- _The task_: Beginning with the line that holds "point_to finds the stone block", set down each line of the data below through the very last, exactly as given, and nothing beyond that.

Start of Records for this exercise

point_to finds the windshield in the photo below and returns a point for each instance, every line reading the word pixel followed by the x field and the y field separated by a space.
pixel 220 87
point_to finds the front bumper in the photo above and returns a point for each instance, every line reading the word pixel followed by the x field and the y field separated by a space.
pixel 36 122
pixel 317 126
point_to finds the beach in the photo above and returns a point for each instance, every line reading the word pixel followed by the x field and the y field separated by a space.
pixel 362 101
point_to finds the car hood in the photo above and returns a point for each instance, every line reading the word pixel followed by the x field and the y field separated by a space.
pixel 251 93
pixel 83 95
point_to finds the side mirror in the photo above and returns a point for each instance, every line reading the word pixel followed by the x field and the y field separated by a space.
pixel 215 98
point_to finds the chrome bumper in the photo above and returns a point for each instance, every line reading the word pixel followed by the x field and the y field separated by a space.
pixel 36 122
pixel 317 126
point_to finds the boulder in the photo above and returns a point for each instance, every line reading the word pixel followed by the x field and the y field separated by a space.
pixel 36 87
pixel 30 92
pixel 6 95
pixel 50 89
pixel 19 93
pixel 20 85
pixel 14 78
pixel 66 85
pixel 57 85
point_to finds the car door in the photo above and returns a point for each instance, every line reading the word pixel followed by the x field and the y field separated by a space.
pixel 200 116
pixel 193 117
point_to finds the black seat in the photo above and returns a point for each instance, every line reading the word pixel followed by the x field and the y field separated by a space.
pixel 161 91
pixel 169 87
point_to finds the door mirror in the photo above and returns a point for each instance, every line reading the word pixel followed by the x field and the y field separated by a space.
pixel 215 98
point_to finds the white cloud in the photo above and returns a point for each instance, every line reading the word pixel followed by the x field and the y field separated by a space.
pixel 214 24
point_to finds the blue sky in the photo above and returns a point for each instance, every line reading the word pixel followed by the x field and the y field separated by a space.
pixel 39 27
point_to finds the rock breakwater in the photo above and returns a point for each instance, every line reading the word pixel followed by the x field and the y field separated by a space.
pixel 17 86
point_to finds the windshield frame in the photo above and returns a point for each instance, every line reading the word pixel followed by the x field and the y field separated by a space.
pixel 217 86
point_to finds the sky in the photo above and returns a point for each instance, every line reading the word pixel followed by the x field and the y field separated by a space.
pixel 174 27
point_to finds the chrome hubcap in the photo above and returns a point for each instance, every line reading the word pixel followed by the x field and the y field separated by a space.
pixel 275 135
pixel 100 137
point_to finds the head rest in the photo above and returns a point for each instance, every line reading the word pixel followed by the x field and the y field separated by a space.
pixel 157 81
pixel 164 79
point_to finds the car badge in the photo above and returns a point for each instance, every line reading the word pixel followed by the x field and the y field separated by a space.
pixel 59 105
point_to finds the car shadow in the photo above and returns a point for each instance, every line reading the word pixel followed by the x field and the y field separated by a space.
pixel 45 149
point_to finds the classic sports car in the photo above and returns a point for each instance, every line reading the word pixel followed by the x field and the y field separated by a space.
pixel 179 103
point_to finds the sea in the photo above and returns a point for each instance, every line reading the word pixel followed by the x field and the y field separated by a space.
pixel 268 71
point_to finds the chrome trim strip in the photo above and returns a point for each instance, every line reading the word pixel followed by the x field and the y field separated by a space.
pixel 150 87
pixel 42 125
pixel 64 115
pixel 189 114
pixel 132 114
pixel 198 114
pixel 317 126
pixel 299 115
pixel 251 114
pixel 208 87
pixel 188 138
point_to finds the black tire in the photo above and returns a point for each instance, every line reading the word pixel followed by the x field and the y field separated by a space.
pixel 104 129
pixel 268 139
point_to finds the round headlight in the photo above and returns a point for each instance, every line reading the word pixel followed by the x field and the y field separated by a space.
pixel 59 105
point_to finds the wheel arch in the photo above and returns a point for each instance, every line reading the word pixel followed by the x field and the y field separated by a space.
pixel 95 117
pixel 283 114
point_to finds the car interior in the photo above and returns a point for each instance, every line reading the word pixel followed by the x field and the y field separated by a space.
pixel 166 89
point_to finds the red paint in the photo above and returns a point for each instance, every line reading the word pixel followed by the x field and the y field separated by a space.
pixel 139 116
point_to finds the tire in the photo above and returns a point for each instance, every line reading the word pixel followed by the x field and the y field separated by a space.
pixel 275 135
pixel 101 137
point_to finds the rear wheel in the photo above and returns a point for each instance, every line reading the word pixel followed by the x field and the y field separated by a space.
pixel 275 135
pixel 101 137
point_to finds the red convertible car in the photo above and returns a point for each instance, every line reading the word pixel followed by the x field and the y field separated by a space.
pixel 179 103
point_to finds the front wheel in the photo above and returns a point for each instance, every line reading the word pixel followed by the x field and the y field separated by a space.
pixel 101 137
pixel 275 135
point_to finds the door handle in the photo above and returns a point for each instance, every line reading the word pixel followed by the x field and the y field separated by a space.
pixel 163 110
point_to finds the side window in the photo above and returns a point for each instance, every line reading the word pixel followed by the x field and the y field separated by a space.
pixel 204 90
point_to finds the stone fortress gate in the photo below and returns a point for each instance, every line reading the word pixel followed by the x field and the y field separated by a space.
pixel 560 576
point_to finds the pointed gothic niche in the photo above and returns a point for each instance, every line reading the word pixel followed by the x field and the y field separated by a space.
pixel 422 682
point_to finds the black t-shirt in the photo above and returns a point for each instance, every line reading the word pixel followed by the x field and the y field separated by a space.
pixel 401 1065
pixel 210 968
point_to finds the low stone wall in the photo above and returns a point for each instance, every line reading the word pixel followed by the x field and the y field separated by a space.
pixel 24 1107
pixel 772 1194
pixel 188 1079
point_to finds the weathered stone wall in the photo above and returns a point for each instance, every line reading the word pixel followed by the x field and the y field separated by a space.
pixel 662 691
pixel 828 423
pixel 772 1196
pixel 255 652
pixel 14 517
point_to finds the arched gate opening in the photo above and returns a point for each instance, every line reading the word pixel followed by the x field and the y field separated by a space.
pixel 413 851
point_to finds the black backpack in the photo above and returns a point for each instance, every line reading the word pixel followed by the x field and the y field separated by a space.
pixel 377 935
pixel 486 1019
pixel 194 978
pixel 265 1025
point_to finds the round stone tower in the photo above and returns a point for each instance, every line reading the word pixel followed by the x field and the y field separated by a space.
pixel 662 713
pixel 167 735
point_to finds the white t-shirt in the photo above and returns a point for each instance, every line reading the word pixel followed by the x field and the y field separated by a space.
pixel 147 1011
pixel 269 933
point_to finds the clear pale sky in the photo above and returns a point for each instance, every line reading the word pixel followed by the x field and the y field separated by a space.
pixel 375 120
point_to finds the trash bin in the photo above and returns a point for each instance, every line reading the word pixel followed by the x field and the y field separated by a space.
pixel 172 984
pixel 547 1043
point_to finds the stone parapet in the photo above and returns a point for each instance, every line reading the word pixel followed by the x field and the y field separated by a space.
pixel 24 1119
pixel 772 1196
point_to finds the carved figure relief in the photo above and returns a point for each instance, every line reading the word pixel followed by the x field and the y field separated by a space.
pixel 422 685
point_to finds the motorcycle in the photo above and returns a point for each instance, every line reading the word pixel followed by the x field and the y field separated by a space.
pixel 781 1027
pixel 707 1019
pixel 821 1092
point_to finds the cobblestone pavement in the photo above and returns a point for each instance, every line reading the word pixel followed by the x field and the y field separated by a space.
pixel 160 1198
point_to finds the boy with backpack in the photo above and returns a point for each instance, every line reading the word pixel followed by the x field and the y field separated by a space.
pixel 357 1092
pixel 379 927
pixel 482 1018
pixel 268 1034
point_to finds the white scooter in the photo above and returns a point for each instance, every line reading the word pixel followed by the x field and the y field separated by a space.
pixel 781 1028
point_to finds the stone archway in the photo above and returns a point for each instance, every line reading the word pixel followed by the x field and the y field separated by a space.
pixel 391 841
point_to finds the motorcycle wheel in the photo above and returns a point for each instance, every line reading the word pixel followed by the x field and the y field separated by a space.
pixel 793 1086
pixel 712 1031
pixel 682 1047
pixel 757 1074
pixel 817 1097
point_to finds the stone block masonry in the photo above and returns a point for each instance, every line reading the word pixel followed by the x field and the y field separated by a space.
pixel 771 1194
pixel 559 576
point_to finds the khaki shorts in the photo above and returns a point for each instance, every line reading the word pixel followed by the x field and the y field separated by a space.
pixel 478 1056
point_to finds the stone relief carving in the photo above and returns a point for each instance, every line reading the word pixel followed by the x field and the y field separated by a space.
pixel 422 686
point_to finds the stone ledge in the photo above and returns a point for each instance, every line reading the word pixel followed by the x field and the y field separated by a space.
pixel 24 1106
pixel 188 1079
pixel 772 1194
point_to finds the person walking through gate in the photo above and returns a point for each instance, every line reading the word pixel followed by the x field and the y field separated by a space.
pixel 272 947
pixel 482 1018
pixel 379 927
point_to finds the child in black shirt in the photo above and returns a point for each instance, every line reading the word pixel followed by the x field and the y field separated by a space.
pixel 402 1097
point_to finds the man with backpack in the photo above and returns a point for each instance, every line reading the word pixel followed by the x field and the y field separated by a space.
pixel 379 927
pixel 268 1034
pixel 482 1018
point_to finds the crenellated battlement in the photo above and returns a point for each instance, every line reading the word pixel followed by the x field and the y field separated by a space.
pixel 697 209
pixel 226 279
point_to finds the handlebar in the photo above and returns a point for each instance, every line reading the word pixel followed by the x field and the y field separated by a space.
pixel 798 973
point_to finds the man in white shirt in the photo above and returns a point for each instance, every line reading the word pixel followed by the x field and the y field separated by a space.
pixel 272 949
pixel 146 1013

End of Records for this exercise

- _Written answer_:
point_to finds the stone block masonry in the photo above and returns a point for each instance, every line reading the word pixel followed by the x field and the y field separated by a space.
pixel 771 1194
pixel 559 576
point_to finds the khaki shorts in the photo above and returns a point for each instance, every line reading the word pixel followed by the x field and the y field separated by a space.
pixel 478 1056
point_to finds the stone relief carving in the photo above and returns a point for each instance, every line reading the word pixel followed by the x field and the y field separated by a space.
pixel 422 686
point_to finds the stone ledge in the photo above and returns a point for each instance, every line reading the word pixel followed by the x field and the y field separated by a space.
pixel 24 1106
pixel 188 1079
pixel 772 1194
point_to finds the person walking through gate in the photo above and returns a point for each instance, every line reading the word pixel followed by the x field and the y field separated by a space.
pixel 272 947
pixel 482 1018
pixel 379 927
point_to finds the child in black shirt in the photo above and returns a point for each instance, every line reading the word pixel followed by the x field and the y field separated by a space.
pixel 402 1097
point_to finds the man with backpack in the photo above and returns a point for each instance, every line reading the word pixel followed by the x field and the y field separated by a space.
pixel 379 927
pixel 268 1034
pixel 482 1018
point_to finds the crenellated battlement in the photo above and returns a point for each instance, every line reading the word pixel followed by the x field and the y field separated by a space.
pixel 697 209
pixel 226 279
point_to finds the handlebar in the photo above and returns a point for each instance, every line reading the word pixel followed by the x field and the y field separated by a space.
pixel 798 973
point_to finds the man in white shirt in the photo above and returns a point for each instance, every line reading the word pixel followed by the x field and the y field separated by a space.
pixel 272 949
pixel 146 1013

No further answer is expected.